**** Texte

Voici la traduction française que propose de ce texte Jean-Paul Le Guillou, Saint Yves - Enquête de canonisation. Ceux qui l’ont connu témoignent. Ceux qu’il a guéris racontent Teck Impressions, Saint-Brieuc, 2e éd., 2003.
(Le traducteur a choisi de  faire parler le témoin au style direct, sous-entendant les questions, supprimant les redites. Il s'est ainsi fixé pour objectif de donner à ce long compte-rendu d'audience, non seulement des dimensions plus modestes, mais surtout un peu de vie, sans pour autant altérer si peu que ce soit le témoignage. Je rectifie toutefois quelques erreurs de lecture par rapport au texte latin ci-dessus).
 
TEMOIN 94: Alain André, de la paroisse de Trédarzec, âgé de trente ans ou environ...
« Je me trouvais un jour sur le bord de la rivière maritime, près du port de Roc'h Du à proximité de la cité de Tréguier, en compagnie de trois autres enfants et nous avions recueilli un tas de cette herbe marine qu'on appelle goémon. J'étais monté sur ce tas dans les eaux de la rivière pour le ramener chez mon père, comme on pilote les navires. Je l'avais pourtant déjà mené par l'eau sur la distance d'un jet de pierre, mais le tas se défit et s'éparpilla parmi les eaux. Je tombai donc de mon tas dans la mer, croyant pouvoir rejoindre la terre à pied, mais je n'y parvins pas, l'eau étant très profonde. ».

********
**** Données

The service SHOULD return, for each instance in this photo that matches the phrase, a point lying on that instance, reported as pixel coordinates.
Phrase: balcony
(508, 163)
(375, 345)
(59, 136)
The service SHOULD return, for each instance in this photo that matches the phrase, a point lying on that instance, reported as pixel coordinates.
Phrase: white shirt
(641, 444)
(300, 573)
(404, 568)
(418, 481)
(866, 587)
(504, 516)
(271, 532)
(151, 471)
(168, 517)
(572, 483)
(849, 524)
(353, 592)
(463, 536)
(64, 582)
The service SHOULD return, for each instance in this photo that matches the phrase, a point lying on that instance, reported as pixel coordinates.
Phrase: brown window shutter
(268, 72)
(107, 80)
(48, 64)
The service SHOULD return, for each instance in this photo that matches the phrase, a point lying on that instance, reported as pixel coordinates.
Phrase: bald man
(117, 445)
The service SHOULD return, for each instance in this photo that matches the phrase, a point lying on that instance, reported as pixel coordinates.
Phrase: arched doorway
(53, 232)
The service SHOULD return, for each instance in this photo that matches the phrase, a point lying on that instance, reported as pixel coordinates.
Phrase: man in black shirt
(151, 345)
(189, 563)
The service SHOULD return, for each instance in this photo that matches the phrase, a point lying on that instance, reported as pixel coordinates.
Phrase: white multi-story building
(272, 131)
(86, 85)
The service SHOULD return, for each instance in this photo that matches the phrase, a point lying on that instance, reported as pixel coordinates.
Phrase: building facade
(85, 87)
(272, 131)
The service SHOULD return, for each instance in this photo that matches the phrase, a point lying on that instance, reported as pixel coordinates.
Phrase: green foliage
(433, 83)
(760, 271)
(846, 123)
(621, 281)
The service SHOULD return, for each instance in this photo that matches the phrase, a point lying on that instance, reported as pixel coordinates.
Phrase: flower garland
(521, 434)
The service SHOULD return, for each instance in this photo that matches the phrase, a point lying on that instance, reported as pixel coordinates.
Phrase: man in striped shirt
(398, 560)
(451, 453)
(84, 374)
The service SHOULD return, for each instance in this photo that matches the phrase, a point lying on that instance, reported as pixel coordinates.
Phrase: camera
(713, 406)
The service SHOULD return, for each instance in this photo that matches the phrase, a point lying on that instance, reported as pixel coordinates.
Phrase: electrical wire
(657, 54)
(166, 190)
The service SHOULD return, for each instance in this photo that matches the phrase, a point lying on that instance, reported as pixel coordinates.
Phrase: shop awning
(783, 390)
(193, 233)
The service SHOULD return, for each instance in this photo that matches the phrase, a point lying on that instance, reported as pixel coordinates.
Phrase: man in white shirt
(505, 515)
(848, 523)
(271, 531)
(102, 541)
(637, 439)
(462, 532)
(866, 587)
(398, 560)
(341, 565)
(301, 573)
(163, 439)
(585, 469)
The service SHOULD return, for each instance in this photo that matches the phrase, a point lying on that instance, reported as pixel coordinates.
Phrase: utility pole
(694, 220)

********

Ce que vous ferez: Dans le texte sur l'enquête de canonisation de saint Yves, de quelle paroisse vient le témoin 94, Alain André ? Ces lignes n'ont aucun lien avec le texte.

Espace de réponse: De la paroisse de Trédarzec.